**WHAT THIS TASK INVOLVES**
Set down the material once more, exactly as it appears.

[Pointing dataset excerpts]
* START *

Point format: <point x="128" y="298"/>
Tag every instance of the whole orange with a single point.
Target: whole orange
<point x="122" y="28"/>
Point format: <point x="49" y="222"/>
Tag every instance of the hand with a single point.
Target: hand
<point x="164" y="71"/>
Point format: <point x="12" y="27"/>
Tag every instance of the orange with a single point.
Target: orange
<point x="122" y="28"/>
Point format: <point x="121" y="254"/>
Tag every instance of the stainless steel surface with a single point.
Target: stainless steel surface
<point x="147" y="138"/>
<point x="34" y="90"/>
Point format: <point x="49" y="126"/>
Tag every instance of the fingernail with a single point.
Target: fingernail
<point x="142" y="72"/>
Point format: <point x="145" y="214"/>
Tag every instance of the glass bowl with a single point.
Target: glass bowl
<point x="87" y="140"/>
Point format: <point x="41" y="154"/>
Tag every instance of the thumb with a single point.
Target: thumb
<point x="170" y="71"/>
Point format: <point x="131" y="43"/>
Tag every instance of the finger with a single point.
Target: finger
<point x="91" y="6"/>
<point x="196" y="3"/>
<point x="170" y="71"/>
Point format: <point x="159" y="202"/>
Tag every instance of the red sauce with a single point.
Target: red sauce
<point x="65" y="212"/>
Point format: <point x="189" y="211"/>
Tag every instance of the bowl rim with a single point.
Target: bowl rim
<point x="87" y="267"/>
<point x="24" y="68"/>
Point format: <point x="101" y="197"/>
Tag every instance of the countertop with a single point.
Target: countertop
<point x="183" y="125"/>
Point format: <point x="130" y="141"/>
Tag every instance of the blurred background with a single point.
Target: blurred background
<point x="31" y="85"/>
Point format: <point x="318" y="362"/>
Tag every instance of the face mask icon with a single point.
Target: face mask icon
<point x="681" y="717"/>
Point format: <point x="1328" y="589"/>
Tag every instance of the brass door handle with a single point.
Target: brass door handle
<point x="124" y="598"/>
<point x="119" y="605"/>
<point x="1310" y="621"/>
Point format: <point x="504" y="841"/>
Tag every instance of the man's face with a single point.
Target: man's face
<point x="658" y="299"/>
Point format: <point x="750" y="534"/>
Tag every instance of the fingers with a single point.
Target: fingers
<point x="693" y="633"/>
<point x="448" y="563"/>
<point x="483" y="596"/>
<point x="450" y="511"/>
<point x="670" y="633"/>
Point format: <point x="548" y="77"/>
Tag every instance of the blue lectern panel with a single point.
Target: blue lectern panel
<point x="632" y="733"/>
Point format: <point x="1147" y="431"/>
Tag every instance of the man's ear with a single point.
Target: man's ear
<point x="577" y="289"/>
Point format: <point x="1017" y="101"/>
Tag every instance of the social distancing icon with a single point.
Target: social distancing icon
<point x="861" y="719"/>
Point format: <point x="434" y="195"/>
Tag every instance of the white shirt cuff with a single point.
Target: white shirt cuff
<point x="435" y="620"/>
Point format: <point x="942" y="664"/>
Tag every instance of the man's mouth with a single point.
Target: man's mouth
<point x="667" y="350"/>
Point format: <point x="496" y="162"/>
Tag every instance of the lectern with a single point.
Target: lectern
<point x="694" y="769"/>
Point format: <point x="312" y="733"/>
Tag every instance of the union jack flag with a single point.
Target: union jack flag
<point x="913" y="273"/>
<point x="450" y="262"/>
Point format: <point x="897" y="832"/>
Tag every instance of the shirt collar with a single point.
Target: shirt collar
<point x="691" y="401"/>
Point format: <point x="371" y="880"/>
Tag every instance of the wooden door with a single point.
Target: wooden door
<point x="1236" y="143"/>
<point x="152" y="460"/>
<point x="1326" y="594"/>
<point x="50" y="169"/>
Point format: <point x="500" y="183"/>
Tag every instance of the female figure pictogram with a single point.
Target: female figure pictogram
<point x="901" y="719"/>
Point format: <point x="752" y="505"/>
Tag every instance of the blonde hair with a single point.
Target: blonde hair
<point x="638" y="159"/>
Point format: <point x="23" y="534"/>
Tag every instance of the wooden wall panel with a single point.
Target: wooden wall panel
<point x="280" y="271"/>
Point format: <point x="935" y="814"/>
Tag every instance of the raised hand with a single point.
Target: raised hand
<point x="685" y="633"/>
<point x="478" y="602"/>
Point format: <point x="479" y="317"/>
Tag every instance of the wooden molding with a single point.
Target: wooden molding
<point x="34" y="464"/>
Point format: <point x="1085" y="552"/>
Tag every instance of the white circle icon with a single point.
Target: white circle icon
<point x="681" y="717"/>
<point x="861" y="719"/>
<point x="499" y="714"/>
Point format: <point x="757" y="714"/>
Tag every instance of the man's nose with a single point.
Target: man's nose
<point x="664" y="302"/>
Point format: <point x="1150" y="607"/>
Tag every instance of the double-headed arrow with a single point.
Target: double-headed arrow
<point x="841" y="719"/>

* END *

**WRITTEN REPLY**
Point format: <point x="128" y="298"/>
Tag every instance of the whole orange with a single point.
Target: whole orange
<point x="122" y="28"/>
Point format: <point x="49" y="222"/>
Tag every instance of the hand with a single point.
Target: hand
<point x="164" y="71"/>
Point format: <point x="12" y="27"/>
Tag every instance of the orange with a single point.
Target: orange
<point x="122" y="28"/>
Point format: <point x="121" y="254"/>
Tag every instance of the stainless steel surface with a single point.
Target: stainless steel surface
<point x="147" y="138"/>
<point x="34" y="90"/>
Point format: <point x="49" y="126"/>
Tag every instance of the fingernail with a single point.
Target: fingernail
<point x="142" y="72"/>
Point format: <point x="145" y="214"/>
Tag every instance of the glass bowl with a single point.
Target: glass bowl
<point x="87" y="140"/>
Point format: <point x="41" y="154"/>
Tag every instance of the thumb with a single point.
Target: thumb
<point x="170" y="71"/>
Point format: <point x="131" y="43"/>
Tag every instance of the finger with a single point.
Target: finger
<point x="91" y="6"/>
<point x="196" y="3"/>
<point x="170" y="71"/>
Point format: <point x="159" y="202"/>
Tag every instance of the red sauce with a single point.
Target: red sauce
<point x="65" y="212"/>
Point format: <point x="189" y="211"/>
Tag every instance of the bowl rim with a single point.
Target: bowl rim
<point x="87" y="267"/>
<point x="24" y="68"/>
Point format: <point x="101" y="197"/>
Tag every instance of the countertop with a single point.
Target: countertop
<point x="183" y="125"/>
Point format: <point x="130" y="141"/>
Tag every instance of the blurred background with a single point.
Target: blurred background
<point x="31" y="85"/>
Point format: <point x="318" y="362"/>
Tag every instance of the face mask icon with a single point.
Target: face mask icon
<point x="681" y="717"/>
Point format: <point x="1328" y="589"/>
Tag every instance of the brass door handle with a single point.
Target: brass door handle
<point x="124" y="598"/>
<point x="119" y="605"/>
<point x="1310" y="621"/>
Point format: <point x="504" y="841"/>
Tag every instance of the man's face with a single point.
Target: man's face
<point x="658" y="299"/>
Point format: <point x="750" y="534"/>
Tag every instance of the fingers with a single point.
Target: fingers
<point x="693" y="633"/>
<point x="448" y="563"/>
<point x="483" y="596"/>
<point x="450" y="511"/>
<point x="670" y="633"/>
Point format: <point x="548" y="77"/>
Tag every instance of the blue lectern panel with a single point.
Target: blue lectern panel
<point x="632" y="733"/>
Point format: <point x="1147" y="431"/>
Tag every instance of the man's ear with a single point.
Target: man's ear
<point x="577" y="289"/>
Point format: <point x="1017" y="101"/>
Tag every instance of the social distancing icon with a single point.
Target: social distancing icon
<point x="861" y="719"/>
Point format: <point x="434" y="195"/>
Tag every instance of the white shirt cuff with a single point.
Target: white shirt cuff
<point x="435" y="620"/>
Point format: <point x="942" y="664"/>
Tag every instance of the man's mouth with a single point.
Target: man's mouth
<point x="667" y="350"/>
Point format: <point x="496" y="162"/>
Tag every instance of the lectern with a single point.
Target: lectern
<point x="694" y="769"/>
Point format: <point x="312" y="733"/>
Tag every instance of the union jack flag with a single point.
Target: union jack flag
<point x="913" y="273"/>
<point x="450" y="262"/>
Point format: <point x="897" y="832"/>
Tag every instance of the shirt collar with a single point.
Target: shirt collar
<point x="691" y="401"/>
Point format: <point x="371" y="880"/>
Tag every instance of the wooden door with a single point.
Target: wooden door
<point x="1236" y="143"/>
<point x="152" y="460"/>
<point x="1326" y="594"/>
<point x="50" y="169"/>
Point format: <point x="500" y="183"/>
Tag every instance of the female figure pictogram with a single point.
Target: female figure pictogram
<point x="901" y="719"/>
Point format: <point x="752" y="505"/>
Tag every instance of the blonde hair with a single point.
Target: blonde hair
<point x="638" y="159"/>
Point format: <point x="23" y="534"/>
Tag every instance of the wooden wall panel with a single point.
Target: wooden wall panel
<point x="280" y="271"/>
Point format: <point x="935" y="814"/>
Tag every instance of the raised hand with a single point.
Target: raised hand
<point x="685" y="633"/>
<point x="478" y="602"/>
Point format: <point x="479" y="317"/>
Tag every instance of the wooden molding with a single point.
Target: wooden molding
<point x="34" y="464"/>
Point format: <point x="1085" y="552"/>
Tag every instance of the white circle icon with a single point.
Target: white circle icon
<point x="681" y="717"/>
<point x="861" y="719"/>
<point x="499" y="714"/>
Point format: <point x="757" y="714"/>
Tag every instance of the man's nose with a single point.
Target: man's nose
<point x="664" y="302"/>
Point format: <point x="1150" y="607"/>
Tag every instance of the double-headed arrow with a single point.
Target: double-headed arrow
<point x="841" y="719"/>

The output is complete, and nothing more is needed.